- **Task details**
Give the data below again, word for word.

- **Input**
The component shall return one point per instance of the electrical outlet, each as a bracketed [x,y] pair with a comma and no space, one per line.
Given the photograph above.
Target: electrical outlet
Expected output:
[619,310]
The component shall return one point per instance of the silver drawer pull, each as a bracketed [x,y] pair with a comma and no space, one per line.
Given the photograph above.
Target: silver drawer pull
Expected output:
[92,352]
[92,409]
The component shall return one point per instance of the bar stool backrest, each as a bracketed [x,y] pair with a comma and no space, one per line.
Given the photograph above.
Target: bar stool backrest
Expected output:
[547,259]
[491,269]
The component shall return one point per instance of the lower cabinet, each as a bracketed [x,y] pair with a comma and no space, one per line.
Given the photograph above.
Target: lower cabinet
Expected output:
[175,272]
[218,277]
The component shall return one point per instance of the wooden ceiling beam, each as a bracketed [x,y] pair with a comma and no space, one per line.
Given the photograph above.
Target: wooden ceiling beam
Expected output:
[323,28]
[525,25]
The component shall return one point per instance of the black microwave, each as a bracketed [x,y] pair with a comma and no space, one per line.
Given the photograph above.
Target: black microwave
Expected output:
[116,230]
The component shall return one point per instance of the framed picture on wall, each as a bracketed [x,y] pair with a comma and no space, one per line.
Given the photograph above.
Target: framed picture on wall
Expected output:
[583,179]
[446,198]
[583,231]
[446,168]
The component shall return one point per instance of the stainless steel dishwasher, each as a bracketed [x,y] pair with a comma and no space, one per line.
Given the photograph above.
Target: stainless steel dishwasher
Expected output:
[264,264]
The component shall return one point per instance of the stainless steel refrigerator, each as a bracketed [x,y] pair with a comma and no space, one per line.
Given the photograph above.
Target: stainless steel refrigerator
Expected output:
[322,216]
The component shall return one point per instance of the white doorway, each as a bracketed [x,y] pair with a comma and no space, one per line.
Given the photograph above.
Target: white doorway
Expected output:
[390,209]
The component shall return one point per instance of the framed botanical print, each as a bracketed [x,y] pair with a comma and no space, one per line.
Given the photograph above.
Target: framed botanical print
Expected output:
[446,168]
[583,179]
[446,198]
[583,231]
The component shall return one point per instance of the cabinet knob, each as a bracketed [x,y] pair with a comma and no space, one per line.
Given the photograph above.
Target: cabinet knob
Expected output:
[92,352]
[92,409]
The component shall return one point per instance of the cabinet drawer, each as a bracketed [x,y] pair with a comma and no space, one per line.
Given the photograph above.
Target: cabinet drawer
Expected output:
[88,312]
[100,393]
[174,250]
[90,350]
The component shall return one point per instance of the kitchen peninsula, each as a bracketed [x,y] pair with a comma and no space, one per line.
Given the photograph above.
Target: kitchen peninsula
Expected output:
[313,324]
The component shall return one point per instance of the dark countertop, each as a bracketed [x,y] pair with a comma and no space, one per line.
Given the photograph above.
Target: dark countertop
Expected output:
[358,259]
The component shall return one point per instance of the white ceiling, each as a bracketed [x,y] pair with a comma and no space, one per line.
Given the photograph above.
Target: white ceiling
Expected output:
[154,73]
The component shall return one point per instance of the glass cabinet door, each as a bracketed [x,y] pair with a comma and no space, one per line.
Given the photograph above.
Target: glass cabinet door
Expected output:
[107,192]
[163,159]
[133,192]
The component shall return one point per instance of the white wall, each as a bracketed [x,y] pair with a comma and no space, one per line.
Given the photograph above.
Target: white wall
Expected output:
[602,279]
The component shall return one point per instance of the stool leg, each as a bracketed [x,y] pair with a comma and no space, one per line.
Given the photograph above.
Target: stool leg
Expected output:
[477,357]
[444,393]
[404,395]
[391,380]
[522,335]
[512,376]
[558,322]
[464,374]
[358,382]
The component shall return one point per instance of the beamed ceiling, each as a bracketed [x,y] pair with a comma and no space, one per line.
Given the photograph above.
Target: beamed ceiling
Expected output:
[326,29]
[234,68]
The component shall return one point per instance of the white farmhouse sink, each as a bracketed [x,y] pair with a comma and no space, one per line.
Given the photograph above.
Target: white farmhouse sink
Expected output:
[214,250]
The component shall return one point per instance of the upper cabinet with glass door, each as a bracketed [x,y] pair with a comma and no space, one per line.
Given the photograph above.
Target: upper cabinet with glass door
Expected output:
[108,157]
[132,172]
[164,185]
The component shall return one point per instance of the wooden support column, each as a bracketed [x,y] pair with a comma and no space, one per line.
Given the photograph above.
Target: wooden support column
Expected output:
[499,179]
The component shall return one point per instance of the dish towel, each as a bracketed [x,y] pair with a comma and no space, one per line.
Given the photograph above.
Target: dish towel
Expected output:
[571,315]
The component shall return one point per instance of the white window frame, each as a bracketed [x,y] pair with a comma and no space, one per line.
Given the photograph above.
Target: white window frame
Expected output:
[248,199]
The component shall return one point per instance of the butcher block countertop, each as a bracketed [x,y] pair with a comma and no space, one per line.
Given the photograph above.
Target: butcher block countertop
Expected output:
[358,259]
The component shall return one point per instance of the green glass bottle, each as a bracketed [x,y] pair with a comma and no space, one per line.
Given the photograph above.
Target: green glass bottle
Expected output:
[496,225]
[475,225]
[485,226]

- **Full response**
The component shall return one point per instance of the electrical outlet, each as a bracketed [x,y] pair with a comma and no space, one per line.
Given the photograph above.
Target: electrical outlet
Expected output:
[619,310]
The component shall return one point per instance of the silver drawer pull, each as a bracketed [x,y] pair with a comma and no space, one per line.
Given the photograph above.
Target: silver drawer pull
Expected output:
[92,352]
[92,409]
The component shall return one point per instance of the bar stool backrest, each as a bracketed [x,y] pair with a comma and no space, one per line.
Given the photograph above.
Target: bar stool backrest
Expected output:
[547,259]
[491,269]
The component shall return one point per instance of the lower cabinet, each as a bracketed [x,y] pair with a comma and no space, one per line.
Given the photograph above.
Target: lower cabinet
Expected output:
[175,272]
[218,277]
The component shall return one point per instance of the wooden ceiling beam, each as a bracketed [x,y] pair with a comma and no space, one per line.
Given the photograph above.
Target: wooden ceiling beam
Expected output:
[323,28]
[525,25]
The component shall return one point per instance of the black microwave, each as a bracketed [x,y] pair with a comma and no space, one per line.
Given the photograph above.
Target: black microwave
Expected output:
[116,230]
The component shall return one point per instance of the framed picture on wall, each as a bracketed [x,y] pair with a comma and no space, one per line.
Given the photograph above.
Target: framed picture on wall
Expected output:
[583,179]
[446,198]
[583,231]
[446,168]
The component shall return one point per instance of the stainless steel dishwasher, each as a bracketed [x,y] pair with a comma and no space, one per line.
Given the photograph above.
Target: stainless steel dishwasher
Expected output:
[264,264]
The component shall return one point per instance of the stainless steel refrigerator, each as a bracketed [x,y] pair with a comma and no space, one per line.
Given the photograph above.
Target: stainless steel refrigerator
Expected output:
[322,216]
The component shall return one point per instance of the white doorway, each as a bracketed [x,y] pair with a comma and no space, one per line.
Given the photograph above.
Target: white doorway
Expected output:
[390,209]
The component shall return one point per instance of the framed botanical print, each as a bracketed [x,y] pair with a comma and no space, one per line.
Given the photograph above.
Target: framed botanical print
Expected output:
[446,168]
[583,179]
[446,198]
[583,231]
The component shall return one point per instance of the cabinet knob, each as a bracketed [x,y] pair with a comma and no space, one per line.
Given the photograph above.
Target: cabinet knob
Expected output:
[92,352]
[92,409]
The component shall return one point per instance of the cabinet drawer, each as a bracketed [x,y] pair with a comma and no space, one per line.
Given the photograph above.
Target: cabinet drawer
Expected output:
[88,312]
[100,393]
[174,250]
[90,350]
The component shall return one point per instance of the kitchen peninsula, each as a bracketed [x,y] pair with a comma and no space, one per line.
Given the photograph above.
Target: kitchen peninsula
Expected output:
[313,324]
The component shall return one point per instance of the dark countertop, each as a bracketed [x,y] pair with a comma and no space, one per line.
Given the photograph above.
Target: dark countertop
Expected output:
[358,259]
The component shall return one point per instance of the white ceiling, each as a bracketed [x,y] pair with a comma and no space, one per line.
Given the photograph above.
Target: white ceiling
Expected output:
[154,73]
The component shall return one point per instance of the glass cabinet door, each as a bracketed [x,y] pair with a comma and no space, one per line.
Given the photograph above.
Target: glass cabinet door
Expected output:
[107,192]
[163,159]
[133,192]
The component shall return one point per instance of the white wall, each as a bracketed [x,y] pair with a comma and no space, one per line.
Given the photograph above.
Target: white wall
Expected output:
[602,279]
The component shall return one point per instance of the stool leg, each as a bracketed [x,y] pair with a comma and no space, one per line.
Given the photograph above.
Target: stool leg
Expected output:
[477,357]
[444,393]
[404,395]
[391,380]
[522,335]
[512,376]
[558,322]
[464,374]
[358,382]
The component shall return one point per instance of the beamed ceiling, each as a bracketed [x,y] pair with a comma and no space, one per line.
Given the photograph above.
Target: beamed ceiling
Expected output:
[326,29]
[234,68]
The component shall return one point per instance of the white farmhouse sink, each as a bracketed [x,y] pair with a comma and no space, one per line.
Given the photograph above.
Target: white farmhouse sink
Expected output:
[214,250]
The component shall return one point per instance of the upper cabinet with glass door, each as a bracketed [x,y] pair with a comma and no space, one per line.
Given the photograph above.
Target: upper cabinet with glass door
Expected output:
[108,157]
[132,172]
[164,185]
The component shall return one point per instance of the wooden support column, each as a bracketed [x,y] pair with a comma and no space, one per line.
Given the photograph above.
Target: wooden support column
Expected output:
[499,179]
The component shall return one point per instance of the dish towel, each as a bracketed [x,y] pair with a comma and no space, one per line.
Given the photograph above.
Target: dish towel
Expected output:
[571,315]
The component shall return one point per instance of the white window frame, each as a bracketed [x,y] pair with a comma and no space, one per line.
Given the photograph above.
Target: white window frame
Expected output:
[248,199]
The component shall return one point per instance of the butcher block countertop, each as a bracketed [x,y] pair with a comma and no space, one per line.
Given the photograph above.
Target: butcher block countertop
Expected output:
[358,259]
The component shall return one point per instance of the green glass bottle, each as a bracketed [x,y] pair with a comma and no space, one per line.
Given the photograph above.
Target: green glass bottle
Expected output:
[496,225]
[475,225]
[485,226]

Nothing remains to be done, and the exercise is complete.